THE COMPANIES LAW (as amended) Company Limited by Shares AMENDED AND RESTATED
MEMORANDUM OF ASSOCIATION
OF
AIRMATE (CAYMAN) INTERNATIONAL CO LIMITED
(adopted by a Special Resolution passed on June 06, 2019)
-
The name of the Company is Airmate (Cayman) International Co Limited.
-
The Registered Office of the Company shall be at the offices of Conyers Trust Company (Cayman) Limited, Cricket Square, Hutchins Drive, P.O. Box 2681, Grand Cayman KY1-1111, Cayman Islands or at such other place as the Directors may from time to time decide.
-
The objects for which the Company is established are unrestricted and the Company shall have full power and authority to carry out any object not prohibited by any law as provided by the Companies Law (as amended).
-
The Company shall have and be capable of exercising all the functions of a natural person of full capacity irrespective of any question of corporate benefit as provided by the Companies Law (as amended).

- **Written request**
Continue the Airmate (Cayman) memorandum of association with the clauses that would come after the last one shown.

- **Dataset section**
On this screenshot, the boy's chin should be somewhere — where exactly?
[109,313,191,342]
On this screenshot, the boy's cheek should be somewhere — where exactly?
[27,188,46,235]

- **Result of this exercise**
-
Nothing in the preceding sections shall be deemed to permit the Company to carry on the business of a Bank or Trust Company without being licensed in that behalf under the provisions of the Banks & Trust Companies Law (as amended), or to carry on Insurance Business from within the Cayman Islands or the business of an Insurance Manager, Agent, Sub-agent or Broker without being licensed in that behalf under the provisions of the Insurance Law (as amended), or to carry on the business of Company Management without being licensed in that behalf under the provisions of the Companies Management Law (as amended).
-
The Company will not trade in the Cayman Islands with any person, firm or corporation except in furtherance of the business of the Company carried on outside the Cayman Islands; provided that nothing in this section shall be construed as to prevent the Company effecting and concluding contracts in the Cayman Islands, and exercising in the Cayman Islands all of its powers necessary for the carrying on of its business outside the Cayman Islands.
-
The liability of each Member is limited to the amount from time to time unpaid on such Member's shares.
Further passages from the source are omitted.